Exercise goal:
Please retype the entries below exactly as they are written.

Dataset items

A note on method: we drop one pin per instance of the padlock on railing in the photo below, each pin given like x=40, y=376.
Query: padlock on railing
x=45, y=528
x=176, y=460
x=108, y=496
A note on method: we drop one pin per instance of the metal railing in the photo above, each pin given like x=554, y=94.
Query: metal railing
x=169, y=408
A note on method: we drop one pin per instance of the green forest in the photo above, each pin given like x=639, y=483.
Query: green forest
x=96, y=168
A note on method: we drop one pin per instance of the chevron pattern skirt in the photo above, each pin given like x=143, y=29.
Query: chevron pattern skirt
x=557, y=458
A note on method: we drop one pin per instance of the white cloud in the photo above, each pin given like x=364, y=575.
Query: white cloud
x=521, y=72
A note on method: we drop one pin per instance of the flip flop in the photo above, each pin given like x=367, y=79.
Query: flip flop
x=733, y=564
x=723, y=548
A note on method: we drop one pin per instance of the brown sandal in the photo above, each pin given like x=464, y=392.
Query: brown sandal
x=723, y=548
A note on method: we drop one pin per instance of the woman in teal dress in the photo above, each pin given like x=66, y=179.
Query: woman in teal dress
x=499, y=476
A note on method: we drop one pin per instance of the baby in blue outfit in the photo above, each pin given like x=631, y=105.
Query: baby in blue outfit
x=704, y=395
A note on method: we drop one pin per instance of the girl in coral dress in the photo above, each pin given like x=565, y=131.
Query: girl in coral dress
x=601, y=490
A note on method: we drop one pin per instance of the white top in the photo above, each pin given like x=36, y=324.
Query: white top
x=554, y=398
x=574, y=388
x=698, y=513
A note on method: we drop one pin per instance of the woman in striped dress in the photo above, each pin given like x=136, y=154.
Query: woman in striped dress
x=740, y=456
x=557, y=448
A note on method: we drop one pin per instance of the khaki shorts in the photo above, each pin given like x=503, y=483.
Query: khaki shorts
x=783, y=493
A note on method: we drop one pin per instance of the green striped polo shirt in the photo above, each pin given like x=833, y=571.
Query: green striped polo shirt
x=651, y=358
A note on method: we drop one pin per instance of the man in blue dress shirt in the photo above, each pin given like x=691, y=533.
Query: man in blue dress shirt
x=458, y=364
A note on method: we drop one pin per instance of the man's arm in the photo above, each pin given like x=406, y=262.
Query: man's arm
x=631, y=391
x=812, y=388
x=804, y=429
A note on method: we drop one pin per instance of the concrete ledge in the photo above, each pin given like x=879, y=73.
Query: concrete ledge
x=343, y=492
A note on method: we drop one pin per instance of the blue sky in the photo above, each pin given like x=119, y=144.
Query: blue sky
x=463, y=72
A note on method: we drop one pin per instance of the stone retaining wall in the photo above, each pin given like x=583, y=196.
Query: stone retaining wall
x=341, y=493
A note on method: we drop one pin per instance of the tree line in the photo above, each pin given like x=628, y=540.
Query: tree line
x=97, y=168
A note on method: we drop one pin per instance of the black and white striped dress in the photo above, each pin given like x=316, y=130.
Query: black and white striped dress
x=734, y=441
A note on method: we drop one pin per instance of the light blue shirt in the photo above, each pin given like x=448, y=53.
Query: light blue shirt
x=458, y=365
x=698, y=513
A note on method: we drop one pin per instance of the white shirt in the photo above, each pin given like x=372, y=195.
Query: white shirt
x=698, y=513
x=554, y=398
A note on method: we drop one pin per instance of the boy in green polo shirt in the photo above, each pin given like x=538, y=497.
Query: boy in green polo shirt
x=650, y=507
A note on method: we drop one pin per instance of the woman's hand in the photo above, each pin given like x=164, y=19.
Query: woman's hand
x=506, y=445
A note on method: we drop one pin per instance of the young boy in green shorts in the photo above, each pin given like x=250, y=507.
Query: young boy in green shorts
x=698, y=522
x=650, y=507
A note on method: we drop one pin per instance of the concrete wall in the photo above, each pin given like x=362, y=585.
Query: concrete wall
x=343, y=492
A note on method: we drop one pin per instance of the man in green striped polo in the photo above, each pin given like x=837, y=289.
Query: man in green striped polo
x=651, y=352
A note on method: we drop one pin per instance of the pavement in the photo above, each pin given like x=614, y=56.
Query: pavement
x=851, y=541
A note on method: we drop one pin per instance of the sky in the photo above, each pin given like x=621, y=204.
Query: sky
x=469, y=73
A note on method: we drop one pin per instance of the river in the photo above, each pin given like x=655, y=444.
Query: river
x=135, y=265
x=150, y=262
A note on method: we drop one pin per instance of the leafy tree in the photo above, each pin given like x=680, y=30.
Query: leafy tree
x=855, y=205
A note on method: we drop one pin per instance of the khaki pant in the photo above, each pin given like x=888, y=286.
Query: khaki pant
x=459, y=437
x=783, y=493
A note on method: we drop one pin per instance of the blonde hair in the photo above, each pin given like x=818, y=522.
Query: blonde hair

Task result:
A note on method: we drop one pin per instance of the padlock on railing in the photo below, each pin given like x=40, y=376.
Query: padlock on railing
x=45, y=528
x=176, y=460
x=108, y=496
A note on method: we drop one pin per instance of the metal railing in the photo above, each pin given like x=554, y=94.
Query: metal railing
x=169, y=408
A note on method: we drop one pin per instance of the green forest in the photo above, each pin given like x=639, y=483.
Query: green forest
x=96, y=168
A note on method: we drop one pin per instance of the chevron pattern skirt in the photo above, each pin given like x=143, y=29.
Query: chevron pattern skirt
x=557, y=458
A note on method: we drop one pin per instance of the white cloud in the photo above, each pin given like x=364, y=575.
Query: white cloud
x=521, y=72
A note on method: we drop one pin per instance of the flip flop in the photo above, each pin given like x=367, y=79.
Query: flip flop
x=733, y=564
x=723, y=548
A note on method: we drop one pin per instance of the brown sandal in the photo above, each pin given like x=464, y=392.
Query: brown sandal
x=723, y=548
A note on method: we drop one pin per instance of the woman in teal dress in the photo above, each pin given like x=66, y=179.
Query: woman in teal dress
x=499, y=476
A note on method: we drop one pin per instance of the baby in blue outfit in the photo above, each pin given like x=631, y=105.
Query: baby in blue outfit
x=704, y=395
A note on method: we drop one pin per instance of the girl in coral dress in the photo above, each pin given like x=565, y=131.
Query: girl in coral dress
x=601, y=490
A note on method: we drop one pin per instance of the white top in the photo above, each pin given like x=36, y=324.
Query: white top
x=554, y=398
x=574, y=388
x=698, y=513
A note on method: we drop one pin per instance of the woman in striped dress in the photo above, each pin given like x=136, y=154.
Query: woman in striped dress
x=740, y=456
x=557, y=448
A note on method: we drop one pin per instance of the khaki shorts in the photo above, each pin given like x=503, y=483.
Query: khaki shorts
x=783, y=493
A note on method: we drop one pin per instance of the green striped polo shirt in the photo above, each pin given like x=833, y=571.
Query: green striped polo shirt
x=651, y=358
A note on method: we drop one pin per instance of the man in blue dress shirt in the photo above, each pin given like x=691, y=533.
Query: man in blue dress shirt
x=458, y=364
A note on method: we drop one pin per instance of the man's arm in the photo above, each pin given like x=406, y=262.
Query: man's arm
x=631, y=391
x=812, y=388
x=804, y=429
A note on method: we drop one pin per instance of the concrete ledge in the photo above, each pin given like x=879, y=73.
Query: concrete ledge
x=343, y=492
A note on method: we drop one pin per instance of the blue sky in the photo above, each pin given like x=119, y=144.
Query: blue sky
x=463, y=72
A note on method: we drop one pin per instance of the stone retaining wall in the photo above, each pin given like x=583, y=196.
Query: stone retaining wall
x=341, y=493
A note on method: we drop one pin per instance of the tree line in the photo above, each pin given like x=628, y=540.
Query: tree line
x=97, y=168
A note on method: we drop one pin per instance of the black and white striped dress in the photo above, each pin given like x=316, y=130.
Query: black and white striped dress
x=734, y=441
A note on method: we drop one pin per instance of the light blue shirt in the photo above, each pin given like x=448, y=53.
Query: light blue shirt
x=458, y=365
x=698, y=513
A note on method: we drop one pin per instance of the white shirt in the photo above, each pin given like x=372, y=195.
Query: white shirt
x=698, y=513
x=554, y=398
A note on method: we drop one pin per instance of the boy in green polo shirt in the photo above, each pin given like x=538, y=497.
Query: boy in green polo shirt
x=650, y=507
A note on method: we drop one pin per instance of the woman's hand in the photo above, each pin given like x=164, y=19.
Query: woman's hand
x=506, y=445
A note on method: we drop one pin per instance of the young boy in green shorts in the photo above, each pin given like x=250, y=507.
Query: young boy in green shorts
x=698, y=522
x=650, y=507
A note on method: we drop one pin per instance of the concrete wall in the photo above, each pin given like x=362, y=585.
Query: concrete wall
x=343, y=492
A note on method: we drop one pin per instance of the man in green striped polo in the photo above, each pin given like x=837, y=289.
Query: man in green striped polo
x=651, y=352
A note on method: we drop one pin per instance of the pavement in the photo above, each pin given like x=614, y=56.
Query: pavement
x=851, y=541
A note on method: we drop one pin per instance of the sky in the photo above, each pin given like x=621, y=204.
Query: sky
x=469, y=73
A note on method: we drop one pin per instance of the river in the photo above, each pin given like x=655, y=444.
Query: river
x=135, y=265
x=150, y=262
A note on method: we drop one pin per instance of the leafy tree in the photo above, each pin given like x=680, y=30.
Query: leafy tree
x=855, y=205
A note on method: we drop one pin per instance of the khaki pant in the photo above, each pin given like x=888, y=286.
Query: khaki pant
x=459, y=437
x=783, y=493
A note on method: we drop one pin per instance of the blonde hair in the photo above, each pin given like x=818, y=522.
Query: blonde hair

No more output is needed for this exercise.